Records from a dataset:
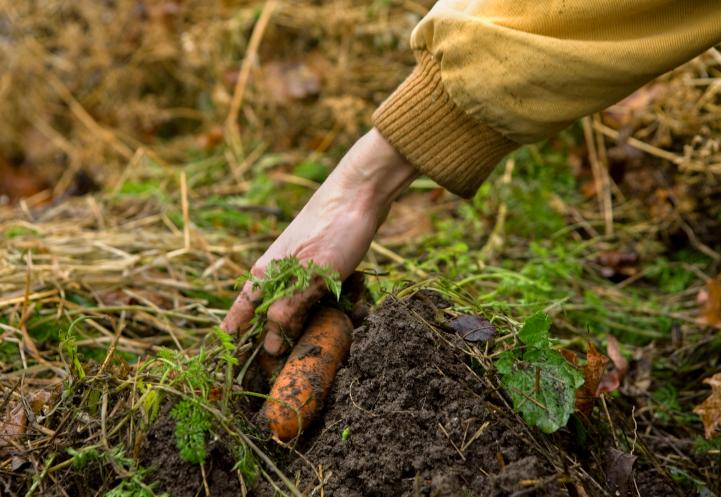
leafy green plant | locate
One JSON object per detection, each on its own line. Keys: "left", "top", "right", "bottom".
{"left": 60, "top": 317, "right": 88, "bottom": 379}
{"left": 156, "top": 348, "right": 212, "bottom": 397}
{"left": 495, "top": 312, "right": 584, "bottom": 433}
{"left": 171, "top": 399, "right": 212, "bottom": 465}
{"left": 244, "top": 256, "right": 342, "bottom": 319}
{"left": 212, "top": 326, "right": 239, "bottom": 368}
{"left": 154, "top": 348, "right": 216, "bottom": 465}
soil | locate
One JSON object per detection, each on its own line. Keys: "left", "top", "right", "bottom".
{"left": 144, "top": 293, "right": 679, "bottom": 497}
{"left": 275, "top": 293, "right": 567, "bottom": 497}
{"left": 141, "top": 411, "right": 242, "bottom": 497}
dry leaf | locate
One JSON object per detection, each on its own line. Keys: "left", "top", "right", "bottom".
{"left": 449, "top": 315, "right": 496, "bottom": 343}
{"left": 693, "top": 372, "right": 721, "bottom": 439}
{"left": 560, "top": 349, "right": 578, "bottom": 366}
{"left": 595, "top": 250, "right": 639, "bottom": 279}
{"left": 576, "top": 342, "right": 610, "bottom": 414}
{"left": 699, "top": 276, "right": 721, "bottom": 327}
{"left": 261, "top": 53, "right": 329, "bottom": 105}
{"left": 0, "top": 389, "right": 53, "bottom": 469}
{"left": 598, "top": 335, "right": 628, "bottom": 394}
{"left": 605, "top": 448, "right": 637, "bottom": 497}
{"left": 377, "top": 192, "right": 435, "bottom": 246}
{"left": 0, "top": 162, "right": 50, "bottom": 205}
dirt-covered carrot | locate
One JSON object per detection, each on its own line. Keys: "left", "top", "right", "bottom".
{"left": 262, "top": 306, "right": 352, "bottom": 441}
--
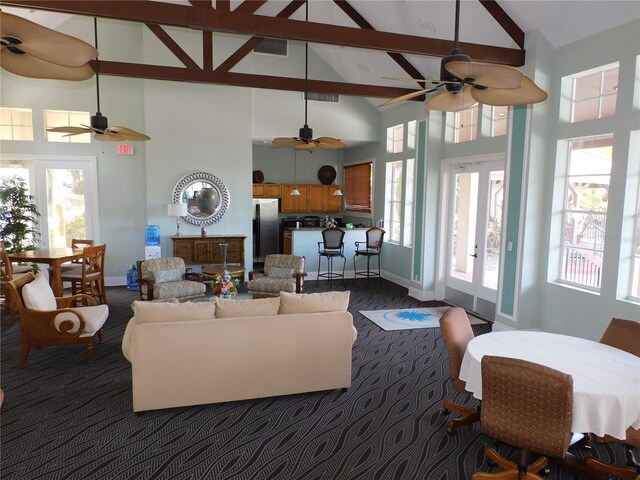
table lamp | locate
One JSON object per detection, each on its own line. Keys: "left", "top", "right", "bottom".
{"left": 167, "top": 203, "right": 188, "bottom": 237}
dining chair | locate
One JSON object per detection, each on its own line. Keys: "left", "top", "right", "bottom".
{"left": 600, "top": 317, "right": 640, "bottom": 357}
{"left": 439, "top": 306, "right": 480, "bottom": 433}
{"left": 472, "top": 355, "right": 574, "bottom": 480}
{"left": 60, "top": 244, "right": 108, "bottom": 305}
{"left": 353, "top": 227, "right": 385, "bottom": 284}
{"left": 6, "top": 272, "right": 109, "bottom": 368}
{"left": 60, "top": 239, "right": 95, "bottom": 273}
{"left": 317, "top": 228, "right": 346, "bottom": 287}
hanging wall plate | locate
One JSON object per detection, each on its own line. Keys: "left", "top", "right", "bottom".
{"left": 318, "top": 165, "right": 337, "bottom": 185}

• [Aim of the task]
Transcribe the lines above between the line holding "leafy green plant | locate" and the line holding "dry leaf | locate", inclusive, exactly as they stand and with nothing added.

• [Response to this task]
leafy green plant | locate
One JSON object per detection, each on its own line. Keys: "left", "top", "right", "bottom".
{"left": 60, "top": 317, "right": 88, "bottom": 379}
{"left": 156, "top": 348, "right": 212, "bottom": 397}
{"left": 495, "top": 312, "right": 584, "bottom": 433}
{"left": 171, "top": 399, "right": 212, "bottom": 465}
{"left": 244, "top": 256, "right": 342, "bottom": 319}
{"left": 212, "top": 326, "right": 239, "bottom": 368}
{"left": 154, "top": 348, "right": 216, "bottom": 465}
soil | locate
One JSON object per detection, each on its own line. Keys: "left", "top", "right", "bottom".
{"left": 144, "top": 293, "right": 679, "bottom": 497}
{"left": 275, "top": 293, "right": 567, "bottom": 497}
{"left": 141, "top": 411, "right": 242, "bottom": 497}
dry leaf | locate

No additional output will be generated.